What the task requires: Reproduce the part of the Kentucky nursing home report text starting with "According to the" and going on through "the report said.".

Excerpt provided:
LOS ANGELES - Several residents in a Kentucky nursing home tested positive for COVID-19 in two separate outbreaks separated by three months, suggesting the possibility of reinfection, according to a report by the U.S. Centers for Disease Control and Prevention.
According to the CDC report published Friday, at least five residents of a skilled nursing facility experienced more severe symptoms in the second outbreak than in the first.
The Kentucky Department for Public Health (KDPH) and a local health department conducted an investigation at a skilled nursing facility that experienced a second COVID-19 outbreak in October 2020, three months after the first outbreak in July.
"Officials found that five residents received positive test results during both outbreaks. During the first outbreak, three of the five patients were asymptomatic and two had mild symptoms that resolved before the second outbreak," the report said.
Officials found that disease severity in the five residents during the second outbreak was worse than that during the first outbreak and included one death.

Data for review:
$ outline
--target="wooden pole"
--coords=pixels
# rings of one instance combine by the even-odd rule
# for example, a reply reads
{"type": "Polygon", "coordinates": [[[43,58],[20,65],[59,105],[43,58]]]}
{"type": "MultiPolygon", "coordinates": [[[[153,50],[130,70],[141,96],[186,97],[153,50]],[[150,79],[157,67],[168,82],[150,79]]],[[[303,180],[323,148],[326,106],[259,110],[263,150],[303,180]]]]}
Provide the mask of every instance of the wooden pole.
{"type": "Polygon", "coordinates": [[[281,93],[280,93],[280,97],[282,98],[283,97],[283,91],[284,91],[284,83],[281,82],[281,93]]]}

Expected answer:
According to the CDC report published Friday, at least five residents of a skilled nursing facility experienced more severe symptoms in the second outbreak than in the first.
The Kentucky Department for Public Health (KDPH) and a local health department conducted an investigation at a skilled nursing facility that experienced a second COVID-19 outbreak in October 2020, three months after the first outbreak in July.
"Officials found that five residents received positive test results during both outbreaks. During the first outbreak, three of the five patients were asymptomatic and two had mild symptoms that resolved before the second outbreak," the report said.